▶ [Requirement]: Without the pictures, retype exactly the lines from the top of the entries below through the line that contains "Query: bird's tail".

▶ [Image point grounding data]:
───

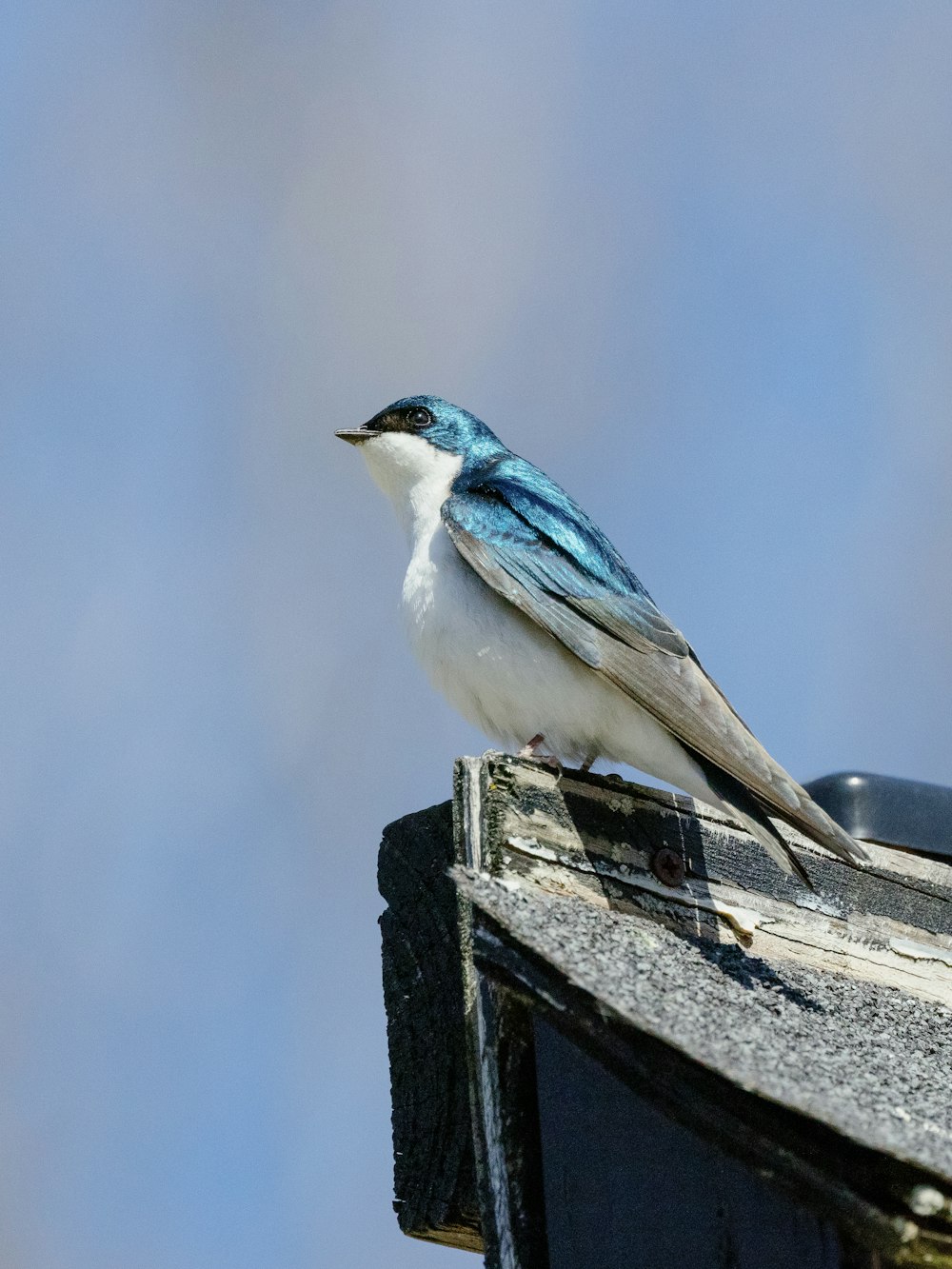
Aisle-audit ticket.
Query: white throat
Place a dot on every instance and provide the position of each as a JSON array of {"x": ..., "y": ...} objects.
[{"x": 414, "y": 475}]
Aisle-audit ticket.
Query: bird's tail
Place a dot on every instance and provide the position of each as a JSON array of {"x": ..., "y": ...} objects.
[{"x": 734, "y": 799}]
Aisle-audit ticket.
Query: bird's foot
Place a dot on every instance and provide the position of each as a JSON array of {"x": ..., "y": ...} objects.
[{"x": 532, "y": 750}]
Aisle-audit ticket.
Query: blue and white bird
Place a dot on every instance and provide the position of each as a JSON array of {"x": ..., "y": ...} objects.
[{"x": 535, "y": 628}]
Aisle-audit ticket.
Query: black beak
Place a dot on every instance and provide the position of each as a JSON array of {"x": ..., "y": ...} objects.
[{"x": 354, "y": 435}]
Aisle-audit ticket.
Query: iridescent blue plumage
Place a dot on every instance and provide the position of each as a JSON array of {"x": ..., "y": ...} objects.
[{"x": 631, "y": 686}]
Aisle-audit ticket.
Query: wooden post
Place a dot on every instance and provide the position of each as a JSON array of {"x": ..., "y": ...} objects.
[{"x": 619, "y": 1036}]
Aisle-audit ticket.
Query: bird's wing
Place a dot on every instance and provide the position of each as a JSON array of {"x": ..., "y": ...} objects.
[{"x": 537, "y": 548}]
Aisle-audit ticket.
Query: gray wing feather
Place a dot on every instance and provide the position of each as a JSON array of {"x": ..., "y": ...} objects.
[{"x": 665, "y": 681}]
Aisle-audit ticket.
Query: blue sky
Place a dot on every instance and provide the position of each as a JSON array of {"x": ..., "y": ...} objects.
[{"x": 693, "y": 259}]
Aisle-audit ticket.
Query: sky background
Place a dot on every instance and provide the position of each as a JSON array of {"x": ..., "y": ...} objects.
[{"x": 695, "y": 259}]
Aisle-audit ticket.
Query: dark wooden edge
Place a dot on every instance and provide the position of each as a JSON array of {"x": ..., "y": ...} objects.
[
  {"x": 502, "y": 1070},
  {"x": 853, "y": 1187},
  {"x": 710, "y": 848},
  {"x": 434, "y": 1170}
]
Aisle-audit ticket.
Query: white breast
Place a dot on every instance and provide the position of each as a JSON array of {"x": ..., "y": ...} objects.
[{"x": 497, "y": 666}]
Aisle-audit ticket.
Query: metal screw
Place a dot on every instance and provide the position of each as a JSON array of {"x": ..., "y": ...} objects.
[{"x": 668, "y": 865}]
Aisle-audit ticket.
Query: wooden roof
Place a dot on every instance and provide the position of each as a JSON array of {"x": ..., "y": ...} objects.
[{"x": 805, "y": 1032}]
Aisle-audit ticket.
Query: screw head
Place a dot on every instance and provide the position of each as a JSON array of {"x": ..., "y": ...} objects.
[{"x": 668, "y": 865}]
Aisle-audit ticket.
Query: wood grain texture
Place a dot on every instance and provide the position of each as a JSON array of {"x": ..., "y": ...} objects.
[
  {"x": 423, "y": 987},
  {"x": 809, "y": 1035}
]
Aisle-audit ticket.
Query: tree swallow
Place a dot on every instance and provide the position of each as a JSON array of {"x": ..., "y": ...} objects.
[{"x": 535, "y": 628}]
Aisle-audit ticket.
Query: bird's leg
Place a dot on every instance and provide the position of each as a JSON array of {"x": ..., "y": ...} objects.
[{"x": 532, "y": 750}]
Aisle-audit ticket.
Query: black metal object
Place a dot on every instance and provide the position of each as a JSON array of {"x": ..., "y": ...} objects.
[{"x": 897, "y": 812}]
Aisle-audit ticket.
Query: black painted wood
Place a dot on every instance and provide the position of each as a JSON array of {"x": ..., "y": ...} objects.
[
  {"x": 626, "y": 1185},
  {"x": 434, "y": 1177}
]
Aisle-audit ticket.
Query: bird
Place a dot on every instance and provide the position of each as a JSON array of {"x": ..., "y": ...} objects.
[{"x": 535, "y": 628}]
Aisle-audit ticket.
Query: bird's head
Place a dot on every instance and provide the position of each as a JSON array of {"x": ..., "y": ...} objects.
[{"x": 417, "y": 448}]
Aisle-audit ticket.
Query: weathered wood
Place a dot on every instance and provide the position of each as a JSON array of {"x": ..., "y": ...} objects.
[
  {"x": 502, "y": 1081},
  {"x": 423, "y": 987},
  {"x": 701, "y": 997},
  {"x": 803, "y": 1036}
]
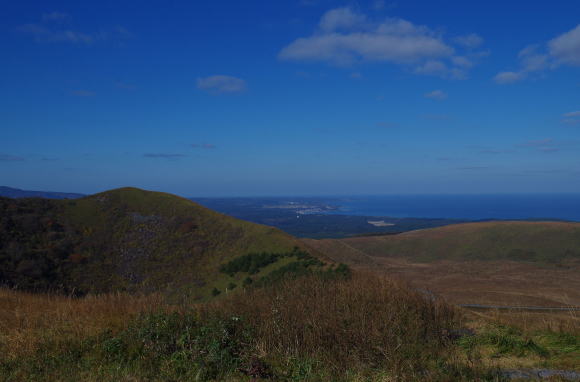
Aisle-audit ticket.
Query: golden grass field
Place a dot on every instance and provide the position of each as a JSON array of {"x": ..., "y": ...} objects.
[{"x": 455, "y": 271}]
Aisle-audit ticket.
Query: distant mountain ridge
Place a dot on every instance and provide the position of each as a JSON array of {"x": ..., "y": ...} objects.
[
  {"x": 9, "y": 192},
  {"x": 528, "y": 241},
  {"x": 128, "y": 240}
]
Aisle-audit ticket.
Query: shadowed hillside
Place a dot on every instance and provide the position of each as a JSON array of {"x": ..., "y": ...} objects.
[{"x": 127, "y": 239}]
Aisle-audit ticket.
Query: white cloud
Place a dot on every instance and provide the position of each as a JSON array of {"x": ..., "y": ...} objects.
[
  {"x": 83, "y": 93},
  {"x": 41, "y": 33},
  {"x": 220, "y": 84},
  {"x": 509, "y": 77},
  {"x": 438, "y": 95},
  {"x": 562, "y": 50},
  {"x": 472, "y": 40},
  {"x": 340, "y": 18},
  {"x": 565, "y": 49},
  {"x": 51, "y": 30},
  {"x": 345, "y": 37},
  {"x": 54, "y": 16},
  {"x": 572, "y": 118}
]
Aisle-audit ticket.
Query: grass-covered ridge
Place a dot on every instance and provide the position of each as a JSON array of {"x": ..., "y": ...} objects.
[
  {"x": 540, "y": 242},
  {"x": 125, "y": 239}
]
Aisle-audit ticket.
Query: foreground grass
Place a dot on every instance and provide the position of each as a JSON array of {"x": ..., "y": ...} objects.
[
  {"x": 520, "y": 340},
  {"x": 311, "y": 329}
]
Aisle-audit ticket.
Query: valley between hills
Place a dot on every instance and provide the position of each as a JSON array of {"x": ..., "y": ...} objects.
[{"x": 135, "y": 285}]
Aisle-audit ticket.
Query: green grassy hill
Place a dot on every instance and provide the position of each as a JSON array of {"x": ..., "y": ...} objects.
[
  {"x": 546, "y": 242},
  {"x": 128, "y": 239}
]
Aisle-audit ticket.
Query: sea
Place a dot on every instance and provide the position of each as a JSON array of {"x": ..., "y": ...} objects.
[{"x": 465, "y": 207}]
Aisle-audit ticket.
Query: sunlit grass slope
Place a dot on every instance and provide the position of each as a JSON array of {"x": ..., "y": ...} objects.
[
  {"x": 125, "y": 239},
  {"x": 362, "y": 328}
]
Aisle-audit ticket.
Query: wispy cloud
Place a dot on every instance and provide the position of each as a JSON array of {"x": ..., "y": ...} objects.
[
  {"x": 54, "y": 16},
  {"x": 438, "y": 95},
  {"x": 164, "y": 156},
  {"x": 125, "y": 85},
  {"x": 345, "y": 37},
  {"x": 207, "y": 146},
  {"x": 51, "y": 30},
  {"x": 471, "y": 41},
  {"x": 572, "y": 118},
  {"x": 387, "y": 125},
  {"x": 11, "y": 158},
  {"x": 221, "y": 84},
  {"x": 437, "y": 117},
  {"x": 472, "y": 168},
  {"x": 83, "y": 93},
  {"x": 561, "y": 50},
  {"x": 546, "y": 145}
]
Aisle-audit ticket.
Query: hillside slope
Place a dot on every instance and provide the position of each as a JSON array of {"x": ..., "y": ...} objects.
[
  {"x": 124, "y": 239},
  {"x": 550, "y": 242}
]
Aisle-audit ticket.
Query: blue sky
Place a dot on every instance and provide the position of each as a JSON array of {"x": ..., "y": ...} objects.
[{"x": 302, "y": 97}]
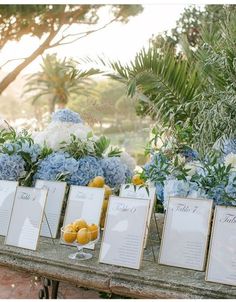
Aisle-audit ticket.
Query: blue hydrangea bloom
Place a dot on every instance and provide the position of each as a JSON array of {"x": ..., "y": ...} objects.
[
  {"x": 114, "y": 171},
  {"x": 11, "y": 167},
  {"x": 217, "y": 194},
  {"x": 54, "y": 164},
  {"x": 128, "y": 174},
  {"x": 87, "y": 168},
  {"x": 33, "y": 150},
  {"x": 175, "y": 187},
  {"x": 66, "y": 115}
]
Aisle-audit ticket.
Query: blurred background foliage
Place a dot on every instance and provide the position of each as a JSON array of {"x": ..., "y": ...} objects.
[{"x": 184, "y": 83}]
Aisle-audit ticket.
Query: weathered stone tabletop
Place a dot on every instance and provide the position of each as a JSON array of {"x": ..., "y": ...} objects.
[{"x": 151, "y": 281}]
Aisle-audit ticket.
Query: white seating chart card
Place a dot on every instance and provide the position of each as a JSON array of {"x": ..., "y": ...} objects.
[
  {"x": 55, "y": 197},
  {"x": 7, "y": 195},
  {"x": 123, "y": 237},
  {"x": 185, "y": 234},
  {"x": 221, "y": 267},
  {"x": 84, "y": 202},
  {"x": 26, "y": 218},
  {"x": 140, "y": 192}
]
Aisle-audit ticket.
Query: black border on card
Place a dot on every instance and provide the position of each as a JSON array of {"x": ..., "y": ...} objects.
[
  {"x": 17, "y": 185},
  {"x": 40, "y": 226},
  {"x": 210, "y": 248},
  {"x": 64, "y": 193},
  {"x": 208, "y": 233},
  {"x": 143, "y": 235}
]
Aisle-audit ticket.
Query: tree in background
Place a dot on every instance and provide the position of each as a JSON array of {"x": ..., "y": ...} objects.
[
  {"x": 58, "y": 81},
  {"x": 191, "y": 89},
  {"x": 190, "y": 23},
  {"x": 51, "y": 23}
]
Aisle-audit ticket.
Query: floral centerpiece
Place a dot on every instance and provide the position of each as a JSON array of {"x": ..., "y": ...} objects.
[
  {"x": 66, "y": 150},
  {"x": 19, "y": 155},
  {"x": 79, "y": 156}
]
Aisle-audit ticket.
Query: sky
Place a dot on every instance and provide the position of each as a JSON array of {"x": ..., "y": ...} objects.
[{"x": 117, "y": 41}]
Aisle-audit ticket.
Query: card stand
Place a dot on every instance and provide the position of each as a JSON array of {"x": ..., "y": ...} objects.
[
  {"x": 50, "y": 231},
  {"x": 152, "y": 241}
]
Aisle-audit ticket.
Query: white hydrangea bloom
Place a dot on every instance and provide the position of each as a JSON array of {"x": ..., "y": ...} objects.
[
  {"x": 128, "y": 160},
  {"x": 230, "y": 159},
  {"x": 56, "y": 132}
]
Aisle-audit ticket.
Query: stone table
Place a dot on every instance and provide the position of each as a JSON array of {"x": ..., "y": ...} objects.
[{"x": 151, "y": 281}]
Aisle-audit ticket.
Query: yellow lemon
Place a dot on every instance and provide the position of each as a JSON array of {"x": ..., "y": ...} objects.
[
  {"x": 136, "y": 180},
  {"x": 69, "y": 234},
  {"x": 83, "y": 236},
  {"x": 98, "y": 182},
  {"x": 91, "y": 184},
  {"x": 79, "y": 224}
]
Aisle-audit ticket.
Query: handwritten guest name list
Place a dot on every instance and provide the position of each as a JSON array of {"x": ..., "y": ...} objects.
[
  {"x": 185, "y": 235},
  {"x": 222, "y": 256},
  {"x": 141, "y": 192},
  {"x": 55, "y": 197},
  {"x": 26, "y": 217},
  {"x": 7, "y": 195},
  {"x": 123, "y": 238}
]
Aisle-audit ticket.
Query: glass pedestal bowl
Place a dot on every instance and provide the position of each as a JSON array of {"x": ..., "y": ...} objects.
[{"x": 80, "y": 254}]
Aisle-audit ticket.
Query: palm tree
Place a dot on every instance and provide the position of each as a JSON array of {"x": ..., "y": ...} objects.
[
  {"x": 192, "y": 88},
  {"x": 58, "y": 80},
  {"x": 162, "y": 83}
]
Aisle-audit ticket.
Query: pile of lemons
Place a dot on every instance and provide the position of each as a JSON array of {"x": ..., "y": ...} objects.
[{"x": 81, "y": 232}]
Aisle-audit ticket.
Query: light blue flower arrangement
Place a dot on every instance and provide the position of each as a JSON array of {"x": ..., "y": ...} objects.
[
  {"x": 66, "y": 115},
  {"x": 114, "y": 171},
  {"x": 88, "y": 168},
  {"x": 12, "y": 167},
  {"x": 55, "y": 166}
]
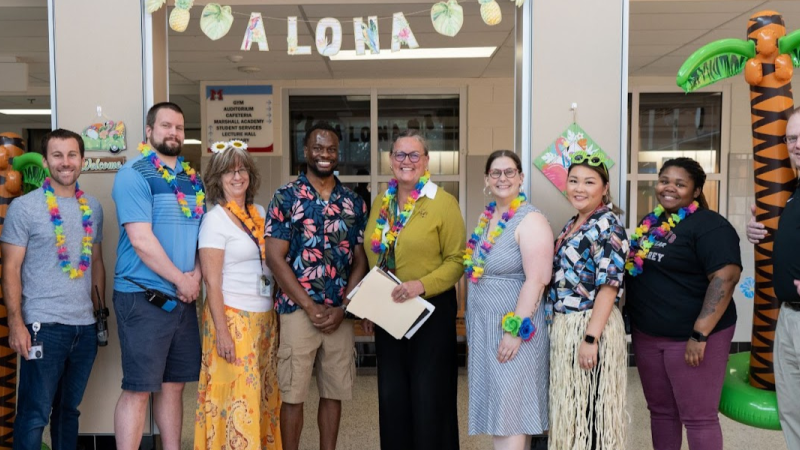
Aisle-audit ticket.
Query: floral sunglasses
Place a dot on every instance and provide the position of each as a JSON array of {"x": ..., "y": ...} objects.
[{"x": 594, "y": 160}]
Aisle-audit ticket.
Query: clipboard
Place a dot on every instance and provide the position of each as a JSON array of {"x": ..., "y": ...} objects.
[{"x": 372, "y": 299}]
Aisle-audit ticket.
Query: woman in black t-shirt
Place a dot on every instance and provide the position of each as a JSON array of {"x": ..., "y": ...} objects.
[{"x": 683, "y": 267}]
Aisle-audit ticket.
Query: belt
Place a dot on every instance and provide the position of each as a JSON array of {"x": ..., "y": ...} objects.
[{"x": 792, "y": 305}]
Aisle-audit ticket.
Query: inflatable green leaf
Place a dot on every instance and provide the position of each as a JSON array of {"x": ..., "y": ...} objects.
[
  {"x": 790, "y": 45},
  {"x": 154, "y": 5},
  {"x": 447, "y": 17},
  {"x": 713, "y": 62},
  {"x": 216, "y": 20}
]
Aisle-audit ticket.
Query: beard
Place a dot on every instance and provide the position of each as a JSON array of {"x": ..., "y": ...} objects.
[
  {"x": 164, "y": 149},
  {"x": 312, "y": 167},
  {"x": 66, "y": 180}
]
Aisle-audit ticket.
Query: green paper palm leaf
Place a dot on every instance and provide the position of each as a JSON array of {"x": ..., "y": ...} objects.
[
  {"x": 790, "y": 45},
  {"x": 714, "y": 62}
]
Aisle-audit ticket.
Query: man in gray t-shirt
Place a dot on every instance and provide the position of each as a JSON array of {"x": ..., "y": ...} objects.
[{"x": 52, "y": 262}]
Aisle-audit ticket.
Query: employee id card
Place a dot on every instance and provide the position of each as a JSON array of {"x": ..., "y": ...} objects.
[{"x": 264, "y": 286}]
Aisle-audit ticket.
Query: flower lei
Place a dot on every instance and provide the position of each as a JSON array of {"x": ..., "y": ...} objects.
[
  {"x": 475, "y": 258},
  {"x": 253, "y": 221},
  {"x": 645, "y": 235},
  {"x": 61, "y": 239},
  {"x": 523, "y": 328},
  {"x": 381, "y": 242},
  {"x": 199, "y": 195}
]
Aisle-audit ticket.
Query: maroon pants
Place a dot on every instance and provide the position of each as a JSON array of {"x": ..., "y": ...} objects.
[{"x": 679, "y": 395}]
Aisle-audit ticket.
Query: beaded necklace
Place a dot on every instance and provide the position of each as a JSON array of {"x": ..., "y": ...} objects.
[
  {"x": 199, "y": 195},
  {"x": 474, "y": 256},
  {"x": 254, "y": 223},
  {"x": 381, "y": 242},
  {"x": 645, "y": 235},
  {"x": 61, "y": 239}
]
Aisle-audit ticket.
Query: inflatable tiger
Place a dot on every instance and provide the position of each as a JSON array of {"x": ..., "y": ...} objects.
[{"x": 11, "y": 146}]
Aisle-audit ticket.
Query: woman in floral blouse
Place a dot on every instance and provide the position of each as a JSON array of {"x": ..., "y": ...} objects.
[{"x": 587, "y": 338}]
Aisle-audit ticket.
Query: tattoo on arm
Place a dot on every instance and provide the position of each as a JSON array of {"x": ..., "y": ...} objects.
[{"x": 714, "y": 295}]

───

▶ [Solution to this exercise]:
Aisle-audit ticket.
Query: white throat
Place a dot on every instance and provide the position of each as a JSON array of {"x": ..., "y": ...} objects.
[{"x": 414, "y": 475}]
Aisle-audit ticket.
Query: bird's tail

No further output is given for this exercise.